◆ Task to complete: Return each line of the records below that contains the word "jersey", copied without changes.

◆ Materials provided:
+===+

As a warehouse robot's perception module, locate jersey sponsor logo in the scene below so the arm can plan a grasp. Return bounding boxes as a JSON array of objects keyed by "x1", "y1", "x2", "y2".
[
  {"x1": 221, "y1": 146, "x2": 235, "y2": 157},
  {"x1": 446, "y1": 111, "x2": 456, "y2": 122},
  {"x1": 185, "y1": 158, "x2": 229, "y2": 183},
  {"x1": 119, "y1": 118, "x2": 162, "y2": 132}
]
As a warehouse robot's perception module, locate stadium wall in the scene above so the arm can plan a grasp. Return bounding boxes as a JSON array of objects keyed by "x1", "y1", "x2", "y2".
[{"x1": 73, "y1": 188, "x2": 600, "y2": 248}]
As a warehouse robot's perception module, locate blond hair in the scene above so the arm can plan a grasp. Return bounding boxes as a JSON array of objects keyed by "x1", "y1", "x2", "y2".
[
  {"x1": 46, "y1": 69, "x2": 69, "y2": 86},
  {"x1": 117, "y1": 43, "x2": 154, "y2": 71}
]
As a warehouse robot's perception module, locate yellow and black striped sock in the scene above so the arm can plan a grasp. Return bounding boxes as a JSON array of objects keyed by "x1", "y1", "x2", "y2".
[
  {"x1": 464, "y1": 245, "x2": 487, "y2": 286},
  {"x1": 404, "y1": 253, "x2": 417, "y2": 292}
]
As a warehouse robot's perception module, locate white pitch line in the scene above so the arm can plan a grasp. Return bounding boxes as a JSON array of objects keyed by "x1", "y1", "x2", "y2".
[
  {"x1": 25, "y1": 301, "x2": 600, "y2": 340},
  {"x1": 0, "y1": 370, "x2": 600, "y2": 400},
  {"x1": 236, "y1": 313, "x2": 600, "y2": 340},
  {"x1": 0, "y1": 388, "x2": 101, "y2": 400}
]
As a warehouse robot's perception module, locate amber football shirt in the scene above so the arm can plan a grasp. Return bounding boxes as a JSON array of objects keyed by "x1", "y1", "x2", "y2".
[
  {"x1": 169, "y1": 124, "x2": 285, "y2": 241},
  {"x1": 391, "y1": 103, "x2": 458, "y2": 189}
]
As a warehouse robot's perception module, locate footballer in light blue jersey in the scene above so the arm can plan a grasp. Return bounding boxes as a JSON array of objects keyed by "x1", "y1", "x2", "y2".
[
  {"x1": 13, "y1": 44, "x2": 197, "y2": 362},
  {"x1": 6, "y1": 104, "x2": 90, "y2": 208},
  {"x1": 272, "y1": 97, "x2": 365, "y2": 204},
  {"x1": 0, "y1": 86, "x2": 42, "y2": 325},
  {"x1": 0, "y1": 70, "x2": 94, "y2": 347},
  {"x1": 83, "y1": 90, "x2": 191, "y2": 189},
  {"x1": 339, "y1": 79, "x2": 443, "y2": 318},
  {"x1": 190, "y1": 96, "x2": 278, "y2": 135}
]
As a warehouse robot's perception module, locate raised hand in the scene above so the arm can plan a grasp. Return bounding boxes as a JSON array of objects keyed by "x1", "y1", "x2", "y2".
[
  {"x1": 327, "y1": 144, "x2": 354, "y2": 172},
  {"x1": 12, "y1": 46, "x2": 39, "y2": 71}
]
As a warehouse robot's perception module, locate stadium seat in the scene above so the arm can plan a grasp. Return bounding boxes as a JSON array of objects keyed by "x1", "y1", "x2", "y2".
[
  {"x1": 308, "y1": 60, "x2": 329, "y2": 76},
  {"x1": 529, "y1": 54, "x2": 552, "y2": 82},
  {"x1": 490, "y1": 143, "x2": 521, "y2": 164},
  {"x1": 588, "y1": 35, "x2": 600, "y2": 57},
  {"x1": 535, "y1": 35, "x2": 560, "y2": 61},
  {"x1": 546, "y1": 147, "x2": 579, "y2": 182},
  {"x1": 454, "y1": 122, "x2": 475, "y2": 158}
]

+===+

◆ Solution to this exercise:
As a warehouse robot's perception module, locate jersey sponsor logo in the scene below so the arm can plan a grasp. Return bounding boxes as a JSON array of objects keyed by "x1", "y1", "x2", "y2".
As a warehouse robot's perception module, locate footballer in light blue jersey in the scene above so the arm can plan a grasp. Return bounding boxes as a JSON array of objects keyed by "x1", "y1", "x2", "y2".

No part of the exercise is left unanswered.